Speaking of the viewfinder, I’m not sure what was different this time but I had far less trouble with it. I figured out on the first frame that the trick is hold your eye back from the viewfinder a little bit. You still have to look straight on at it, and it’s easy to get that angle wrong. But I still had far better luck with it this time.
I had a great time shooting this pack of film! And I like the film, which surprises me. I strongly prefer a classic black-and-white look, like Kodak Tri-X, and this ain’t that. It tends to blank out the sky in a milky yellow. It’s not actually sharp. But something about it compels me to explore and find the subjects that make it sing.
The new Polaroid films have come a long way since The Impossible Project days, but they still have their quirks. They remain sensitive to light after the camera ejects them, especially so in the first several seconds. I bought and installed Polaroid’s black plastic shield to cover the photograph as it ejects, to keep it from being spoiled. I brought the film box with me to store the prints as I walked.
On the next full-sun day I shot a pack of Polaroid Color SX-70 film. I expected not to like after my experience with the Color Protection film. But I gave it a fair shake as I walked around my suburban neighborhood and its nearby strip malls looking for colorful subjects. I like this photo best. I love how the SX-70’s wide lens let me bring the whole sign close in the frame while still pulling in some background. The film got the sign’s yellow color right, and I enjoy how it rendered the background so dreamlike.

It was a stroke of good luck to come upon this red fire hydrant in front of this deep blue storefront. Framing this scene with its straight lines highlighted the SX-70 viewfinder’s inherent barrel distortion. The colors were much bolder in real life. I’m not sure how the SX-70’s autoexposure system chooses when to give deep vs. shallow depth of field, but I’m glad it went for deep here.

I wanted to see how close I could get to a subject with the SX-70, and I wanted to see how the Color SX-70 Film rendered purple. I got to do both with some little purple blooms I found where our driveway meets our house. Again what I saw in the viewfinder doesn’t match this frame — I put the flower a little higher and a little more to the right. Also, these flowers are a much deeper purple in real life. The film also rendered my concrete driveway with a mild pink hue. Even in blazingly bright sun, up close the SX-70 and this film give a lot of blurred background. The SX-70’s 116mm lens starts at f/8 (and goes to f/22), an aperture I don’t normally associate with shallow depth of field. But that’s my 35mm film bias showing.
════════════════════
# Questions:
• a. Answer these questions using the passage on Polaroid film:
(i) Which film does the writer name as an example of the classic black-and-white look they strongly prefer?
(ii) What aperture range does the SX-70's 116mm lens cover?
(iii) What hue did the Color SX-70 film give the writer's concrete driveway?
• b. According to the passage on Polaroid film, why did the writer install Polaroid's black plastic shield?
The items have no connection to the passage on Polaroid film.

# Data:
════════════════════
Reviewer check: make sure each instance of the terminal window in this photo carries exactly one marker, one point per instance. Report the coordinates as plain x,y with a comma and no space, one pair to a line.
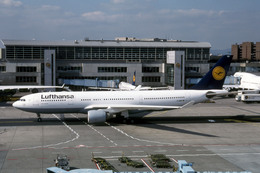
2,68
112,69
151,79
150,69
26,79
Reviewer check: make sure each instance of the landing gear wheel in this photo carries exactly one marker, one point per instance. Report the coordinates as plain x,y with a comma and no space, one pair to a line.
129,121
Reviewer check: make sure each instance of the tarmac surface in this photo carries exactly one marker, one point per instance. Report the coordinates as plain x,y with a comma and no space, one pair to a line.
220,136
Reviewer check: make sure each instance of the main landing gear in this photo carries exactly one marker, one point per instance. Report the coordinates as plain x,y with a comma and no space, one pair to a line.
39,118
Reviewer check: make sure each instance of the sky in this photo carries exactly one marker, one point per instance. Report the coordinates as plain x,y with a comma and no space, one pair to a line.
219,22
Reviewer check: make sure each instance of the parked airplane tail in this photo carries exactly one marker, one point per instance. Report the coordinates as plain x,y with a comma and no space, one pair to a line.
215,78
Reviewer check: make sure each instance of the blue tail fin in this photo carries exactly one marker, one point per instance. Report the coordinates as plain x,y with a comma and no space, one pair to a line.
215,78
133,83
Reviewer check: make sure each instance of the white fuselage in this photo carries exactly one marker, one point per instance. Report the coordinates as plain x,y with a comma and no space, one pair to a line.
248,80
76,102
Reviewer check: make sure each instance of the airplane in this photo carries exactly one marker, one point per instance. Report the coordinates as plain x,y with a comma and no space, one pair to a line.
102,105
33,87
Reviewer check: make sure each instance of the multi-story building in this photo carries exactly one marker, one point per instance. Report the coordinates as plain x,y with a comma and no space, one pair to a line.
24,62
247,51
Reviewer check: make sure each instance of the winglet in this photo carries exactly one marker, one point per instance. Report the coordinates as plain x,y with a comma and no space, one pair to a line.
188,104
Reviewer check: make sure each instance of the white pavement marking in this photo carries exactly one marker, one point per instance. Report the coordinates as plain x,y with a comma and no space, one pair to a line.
90,126
52,145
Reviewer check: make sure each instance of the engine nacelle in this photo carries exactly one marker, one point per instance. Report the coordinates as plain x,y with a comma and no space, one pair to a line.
96,116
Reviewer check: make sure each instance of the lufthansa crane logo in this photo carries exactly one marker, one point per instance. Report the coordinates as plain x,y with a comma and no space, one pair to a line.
218,73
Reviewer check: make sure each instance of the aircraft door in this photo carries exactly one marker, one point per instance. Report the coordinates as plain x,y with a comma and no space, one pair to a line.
187,97
35,101
141,98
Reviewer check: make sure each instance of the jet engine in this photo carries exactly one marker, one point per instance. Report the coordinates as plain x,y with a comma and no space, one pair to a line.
96,116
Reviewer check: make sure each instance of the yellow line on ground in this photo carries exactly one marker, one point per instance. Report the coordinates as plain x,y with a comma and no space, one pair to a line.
242,121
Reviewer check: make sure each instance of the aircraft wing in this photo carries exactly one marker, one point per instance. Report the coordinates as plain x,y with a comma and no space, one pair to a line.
135,107
213,93
27,87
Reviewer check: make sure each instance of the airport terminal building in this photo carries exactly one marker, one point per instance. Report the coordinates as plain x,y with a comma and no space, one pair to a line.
34,62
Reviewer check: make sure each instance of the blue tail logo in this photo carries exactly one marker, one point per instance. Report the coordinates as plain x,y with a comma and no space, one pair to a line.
215,78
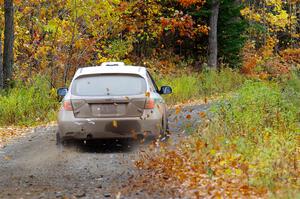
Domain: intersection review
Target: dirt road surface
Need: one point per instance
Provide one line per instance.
(34, 167)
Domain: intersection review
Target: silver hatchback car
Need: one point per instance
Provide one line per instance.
(112, 101)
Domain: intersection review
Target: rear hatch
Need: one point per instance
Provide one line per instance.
(108, 96)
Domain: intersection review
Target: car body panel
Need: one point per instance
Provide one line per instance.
(100, 117)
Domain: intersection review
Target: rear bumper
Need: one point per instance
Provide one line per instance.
(102, 128)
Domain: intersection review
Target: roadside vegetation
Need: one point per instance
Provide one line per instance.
(250, 146)
(244, 53)
(28, 104)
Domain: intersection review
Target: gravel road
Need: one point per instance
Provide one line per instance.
(33, 167)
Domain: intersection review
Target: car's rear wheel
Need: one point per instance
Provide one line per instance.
(164, 134)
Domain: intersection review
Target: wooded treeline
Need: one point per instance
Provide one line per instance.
(55, 37)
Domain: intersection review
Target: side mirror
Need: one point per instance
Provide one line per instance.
(166, 90)
(62, 92)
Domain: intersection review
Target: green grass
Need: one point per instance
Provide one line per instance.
(28, 104)
(260, 124)
(199, 85)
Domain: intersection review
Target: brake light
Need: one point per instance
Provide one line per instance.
(67, 106)
(150, 104)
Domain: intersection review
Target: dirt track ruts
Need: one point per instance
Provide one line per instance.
(33, 167)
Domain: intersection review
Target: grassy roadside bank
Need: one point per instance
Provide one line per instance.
(249, 148)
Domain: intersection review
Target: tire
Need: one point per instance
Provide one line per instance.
(164, 132)
(59, 141)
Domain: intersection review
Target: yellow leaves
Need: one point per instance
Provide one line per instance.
(274, 16)
(147, 94)
(178, 110)
(115, 124)
(189, 117)
(7, 158)
(202, 115)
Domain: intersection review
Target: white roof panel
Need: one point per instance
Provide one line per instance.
(111, 69)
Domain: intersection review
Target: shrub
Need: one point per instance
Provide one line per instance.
(260, 123)
(28, 104)
(187, 86)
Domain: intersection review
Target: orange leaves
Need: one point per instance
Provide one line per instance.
(263, 63)
(188, 117)
(191, 166)
(202, 114)
(188, 3)
(115, 124)
(178, 110)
════════════════════
# Answers to the tasks:
• a.
(i) Kodak Tri-X
(ii) f/8 to f/22
(iii) A mild pink hue

• b. The new Polaroid films stay sensitive to light after the camera ejects them, especially in the first several seconds. The shield covers the photograph as it ejects, which keeps it from being spoiled.